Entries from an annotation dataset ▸
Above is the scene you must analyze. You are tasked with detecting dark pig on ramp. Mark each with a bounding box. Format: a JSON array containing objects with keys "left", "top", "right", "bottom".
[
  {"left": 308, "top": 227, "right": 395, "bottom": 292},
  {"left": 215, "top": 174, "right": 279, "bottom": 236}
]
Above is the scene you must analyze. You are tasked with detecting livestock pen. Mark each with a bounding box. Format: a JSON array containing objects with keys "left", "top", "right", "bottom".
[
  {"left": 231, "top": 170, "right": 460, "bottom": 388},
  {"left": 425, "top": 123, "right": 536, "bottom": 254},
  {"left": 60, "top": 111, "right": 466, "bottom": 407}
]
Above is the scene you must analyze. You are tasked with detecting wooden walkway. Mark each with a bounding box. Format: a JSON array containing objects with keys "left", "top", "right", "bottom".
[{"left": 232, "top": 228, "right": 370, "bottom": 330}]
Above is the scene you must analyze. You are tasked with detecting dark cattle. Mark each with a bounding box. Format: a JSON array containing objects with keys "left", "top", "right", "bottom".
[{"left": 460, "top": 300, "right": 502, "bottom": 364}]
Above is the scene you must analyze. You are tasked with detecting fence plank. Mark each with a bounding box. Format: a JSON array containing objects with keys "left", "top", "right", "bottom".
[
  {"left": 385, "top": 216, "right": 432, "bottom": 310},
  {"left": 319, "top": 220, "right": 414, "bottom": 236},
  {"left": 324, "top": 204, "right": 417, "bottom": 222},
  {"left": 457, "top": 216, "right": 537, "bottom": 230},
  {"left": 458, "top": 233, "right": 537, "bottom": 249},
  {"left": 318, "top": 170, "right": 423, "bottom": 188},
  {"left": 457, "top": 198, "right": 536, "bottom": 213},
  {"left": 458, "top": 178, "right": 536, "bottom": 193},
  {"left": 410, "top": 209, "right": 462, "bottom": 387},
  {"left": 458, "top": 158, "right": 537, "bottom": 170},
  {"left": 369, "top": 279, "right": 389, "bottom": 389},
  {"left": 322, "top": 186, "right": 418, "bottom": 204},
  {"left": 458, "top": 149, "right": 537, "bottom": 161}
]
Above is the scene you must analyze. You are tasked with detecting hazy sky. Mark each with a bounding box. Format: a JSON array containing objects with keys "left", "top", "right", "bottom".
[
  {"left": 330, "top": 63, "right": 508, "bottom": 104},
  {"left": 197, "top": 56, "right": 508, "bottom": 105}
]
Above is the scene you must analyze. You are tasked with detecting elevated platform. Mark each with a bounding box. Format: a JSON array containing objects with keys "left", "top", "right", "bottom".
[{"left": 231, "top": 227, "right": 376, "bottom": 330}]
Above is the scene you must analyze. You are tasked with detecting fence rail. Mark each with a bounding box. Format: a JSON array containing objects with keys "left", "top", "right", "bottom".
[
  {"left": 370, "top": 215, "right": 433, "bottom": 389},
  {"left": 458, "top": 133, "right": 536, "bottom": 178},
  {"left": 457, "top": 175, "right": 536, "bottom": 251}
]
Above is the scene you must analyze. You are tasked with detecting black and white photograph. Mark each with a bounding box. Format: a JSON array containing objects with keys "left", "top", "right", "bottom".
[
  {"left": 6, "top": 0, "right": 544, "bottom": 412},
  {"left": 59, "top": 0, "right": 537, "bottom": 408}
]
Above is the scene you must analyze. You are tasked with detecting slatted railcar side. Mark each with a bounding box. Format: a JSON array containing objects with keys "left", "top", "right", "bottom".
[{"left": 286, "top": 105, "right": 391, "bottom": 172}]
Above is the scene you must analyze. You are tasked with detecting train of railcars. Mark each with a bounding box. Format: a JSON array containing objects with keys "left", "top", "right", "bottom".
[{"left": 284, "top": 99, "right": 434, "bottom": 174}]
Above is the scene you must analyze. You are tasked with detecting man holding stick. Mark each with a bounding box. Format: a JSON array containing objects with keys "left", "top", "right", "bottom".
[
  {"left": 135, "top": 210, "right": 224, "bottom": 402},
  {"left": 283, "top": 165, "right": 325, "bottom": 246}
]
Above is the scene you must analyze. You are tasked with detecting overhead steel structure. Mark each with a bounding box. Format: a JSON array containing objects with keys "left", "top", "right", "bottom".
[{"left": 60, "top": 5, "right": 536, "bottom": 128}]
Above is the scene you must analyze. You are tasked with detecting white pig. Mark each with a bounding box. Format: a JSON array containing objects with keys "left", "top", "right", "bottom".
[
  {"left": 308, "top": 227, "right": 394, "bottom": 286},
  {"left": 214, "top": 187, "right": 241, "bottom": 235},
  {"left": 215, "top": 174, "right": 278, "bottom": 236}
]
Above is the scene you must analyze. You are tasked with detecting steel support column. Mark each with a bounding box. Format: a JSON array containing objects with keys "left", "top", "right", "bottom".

Set task ▸ Work out how many lines of the records above contain the string "holding", where case counts, and give only that number.

Answer to this task ▸ 1